▶ _WHAT THE EXERCISE ASKS_
Reproduce the items below verbatim, starting at their first line and ending with the line that contains "[69,180,124,311]", that line included.

▶ _PROVIDED ENTRIES_

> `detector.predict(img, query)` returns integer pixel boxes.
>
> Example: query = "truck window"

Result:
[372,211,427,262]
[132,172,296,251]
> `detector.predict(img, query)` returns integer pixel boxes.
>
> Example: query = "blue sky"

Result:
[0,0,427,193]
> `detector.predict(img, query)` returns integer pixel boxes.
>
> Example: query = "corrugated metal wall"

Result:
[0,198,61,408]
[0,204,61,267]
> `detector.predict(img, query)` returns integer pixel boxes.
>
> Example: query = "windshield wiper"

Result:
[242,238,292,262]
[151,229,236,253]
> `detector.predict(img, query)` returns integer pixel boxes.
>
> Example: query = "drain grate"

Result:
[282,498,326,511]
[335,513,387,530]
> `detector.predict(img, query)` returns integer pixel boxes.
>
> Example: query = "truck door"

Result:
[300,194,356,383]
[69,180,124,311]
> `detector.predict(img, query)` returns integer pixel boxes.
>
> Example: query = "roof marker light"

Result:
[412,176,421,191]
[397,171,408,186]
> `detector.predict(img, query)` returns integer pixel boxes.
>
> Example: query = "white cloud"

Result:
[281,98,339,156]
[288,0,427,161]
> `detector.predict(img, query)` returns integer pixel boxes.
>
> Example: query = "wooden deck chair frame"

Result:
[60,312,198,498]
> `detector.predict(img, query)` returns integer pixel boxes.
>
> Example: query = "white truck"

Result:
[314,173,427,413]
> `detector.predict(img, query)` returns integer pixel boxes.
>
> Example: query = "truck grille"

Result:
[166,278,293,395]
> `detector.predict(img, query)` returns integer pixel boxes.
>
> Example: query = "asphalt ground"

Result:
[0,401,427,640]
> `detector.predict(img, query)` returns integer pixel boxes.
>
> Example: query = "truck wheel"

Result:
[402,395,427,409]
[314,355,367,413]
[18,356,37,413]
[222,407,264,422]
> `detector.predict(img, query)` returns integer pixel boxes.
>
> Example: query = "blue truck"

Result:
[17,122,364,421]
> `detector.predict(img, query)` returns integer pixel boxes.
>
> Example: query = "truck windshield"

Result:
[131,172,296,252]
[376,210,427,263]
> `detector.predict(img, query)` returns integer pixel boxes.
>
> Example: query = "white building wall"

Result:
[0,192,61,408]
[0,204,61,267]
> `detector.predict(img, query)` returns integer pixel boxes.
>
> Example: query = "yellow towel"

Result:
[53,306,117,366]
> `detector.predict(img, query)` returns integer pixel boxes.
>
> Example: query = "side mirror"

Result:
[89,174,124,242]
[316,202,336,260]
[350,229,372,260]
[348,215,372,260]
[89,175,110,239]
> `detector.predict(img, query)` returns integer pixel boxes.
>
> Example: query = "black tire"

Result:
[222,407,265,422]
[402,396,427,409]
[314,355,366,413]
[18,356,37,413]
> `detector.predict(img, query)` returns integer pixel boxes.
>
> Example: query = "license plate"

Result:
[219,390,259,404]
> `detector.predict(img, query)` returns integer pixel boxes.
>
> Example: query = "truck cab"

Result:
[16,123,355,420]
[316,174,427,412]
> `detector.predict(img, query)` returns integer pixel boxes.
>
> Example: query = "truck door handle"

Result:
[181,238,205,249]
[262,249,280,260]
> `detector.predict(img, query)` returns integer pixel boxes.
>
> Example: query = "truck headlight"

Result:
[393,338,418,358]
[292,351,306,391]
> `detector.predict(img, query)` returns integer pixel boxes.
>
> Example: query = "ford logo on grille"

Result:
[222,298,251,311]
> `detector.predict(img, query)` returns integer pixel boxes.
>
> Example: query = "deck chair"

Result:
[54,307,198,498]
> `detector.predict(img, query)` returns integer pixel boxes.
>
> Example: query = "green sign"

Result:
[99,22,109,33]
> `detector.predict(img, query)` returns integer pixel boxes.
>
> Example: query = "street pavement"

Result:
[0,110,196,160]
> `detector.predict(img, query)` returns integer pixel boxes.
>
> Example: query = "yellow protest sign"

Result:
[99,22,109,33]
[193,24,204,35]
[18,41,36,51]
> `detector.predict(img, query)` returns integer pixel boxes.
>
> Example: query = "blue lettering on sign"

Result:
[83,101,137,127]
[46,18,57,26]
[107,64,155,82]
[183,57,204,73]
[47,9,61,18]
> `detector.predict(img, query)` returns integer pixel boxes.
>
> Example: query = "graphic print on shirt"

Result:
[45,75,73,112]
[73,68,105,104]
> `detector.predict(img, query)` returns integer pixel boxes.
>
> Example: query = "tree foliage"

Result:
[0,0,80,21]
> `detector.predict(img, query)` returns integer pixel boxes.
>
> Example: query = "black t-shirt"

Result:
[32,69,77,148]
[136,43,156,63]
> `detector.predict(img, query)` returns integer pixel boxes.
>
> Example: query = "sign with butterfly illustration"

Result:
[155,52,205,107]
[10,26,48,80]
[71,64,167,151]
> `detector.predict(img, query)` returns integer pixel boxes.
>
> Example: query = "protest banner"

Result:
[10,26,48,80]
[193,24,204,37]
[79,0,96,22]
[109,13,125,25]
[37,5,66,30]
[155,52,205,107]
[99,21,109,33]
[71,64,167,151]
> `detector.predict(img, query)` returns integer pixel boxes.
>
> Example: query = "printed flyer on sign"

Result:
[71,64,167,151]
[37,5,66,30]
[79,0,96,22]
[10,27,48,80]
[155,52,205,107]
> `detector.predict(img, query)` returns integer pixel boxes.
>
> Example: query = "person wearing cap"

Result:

▶ _SOLUTION_
> `detector.predict(img, query)` returns integer pixel boxes.
>
> Example: query = "truck window"

Result:
[372,211,427,262]
[132,172,296,251]
> `detector.predict(img, query)` returns integer pixel boxes.
>
> Example: query = "blue sky"

Result:
[0,0,427,193]
> `detector.predict(img, query)` returns integer pixel boxes.
>
> Example: query = "corrugated metal wall"

Result:
[0,198,61,408]
[0,204,61,267]
> `detector.predict(img, query)` returns integer pixel boxes.
>
> Example: query = "windshield wiper"

Result:
[242,238,292,262]
[151,229,236,253]
> `detector.predict(img, query)` returns integer pixel boxes.
>
> Example: query = "drain grate"

Result:
[282,498,326,511]
[335,513,387,530]
> `detector.predict(img, query)` returns integer pixel boxes.
>
> Example: query = "truck door"

Result:
[300,194,356,383]
[69,180,124,311]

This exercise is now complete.